(Work to complete) Reproduce every one of the records below word for word, leaving out the pictures.

**** Raw data ****

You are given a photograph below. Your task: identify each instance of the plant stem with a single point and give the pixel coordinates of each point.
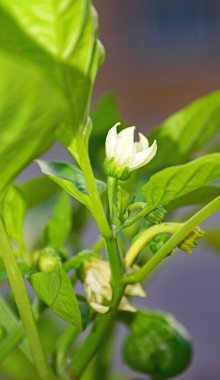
(95, 338)
(24, 307)
(173, 242)
(11, 341)
(146, 237)
(79, 151)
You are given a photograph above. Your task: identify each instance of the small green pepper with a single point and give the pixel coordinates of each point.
(157, 345)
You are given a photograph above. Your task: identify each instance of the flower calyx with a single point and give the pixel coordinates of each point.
(190, 241)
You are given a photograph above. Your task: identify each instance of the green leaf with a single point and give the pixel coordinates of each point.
(9, 322)
(13, 212)
(55, 290)
(199, 196)
(174, 182)
(185, 132)
(70, 178)
(58, 228)
(49, 55)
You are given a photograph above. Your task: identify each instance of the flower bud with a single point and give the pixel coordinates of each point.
(157, 345)
(123, 155)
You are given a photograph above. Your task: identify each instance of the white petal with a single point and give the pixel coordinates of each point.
(110, 142)
(142, 158)
(125, 148)
(142, 144)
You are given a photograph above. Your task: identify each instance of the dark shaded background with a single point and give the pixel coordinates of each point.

****

(Response)
You are given a photograph below. Your task: identify each instance of the plant stem with a single point and give the pixel coordinates of each point.
(95, 338)
(24, 307)
(173, 242)
(11, 341)
(146, 237)
(79, 151)
You are given a photograph above. Your task: identify each instance of the small green pepper with a single point and give the pixel coordinates of each point.
(157, 345)
You are given a photograph above. Your task: identify each instance of the flower calyx with a single point and give the pixel coordinates of each point.
(190, 241)
You are given a photograph above. Your task: identify each instance of the green leaf with a single point and give the pixel coordinates of each point.
(9, 322)
(13, 212)
(55, 290)
(199, 196)
(174, 182)
(185, 132)
(70, 178)
(58, 228)
(49, 55)
You are given a photograph above. Your task: identify each instance of the flower bud with a single point and give the pixel coordinates of each point.
(157, 345)
(123, 155)
You are given a photograph above. Your task: identify each instance of the white petal with a single point and give the pixel coordinates of each point.
(110, 142)
(142, 158)
(125, 148)
(142, 144)
You are given a photograph above. Your task: identify each instance of the dark shaded background with a single point and give the pixel coordinates of each point.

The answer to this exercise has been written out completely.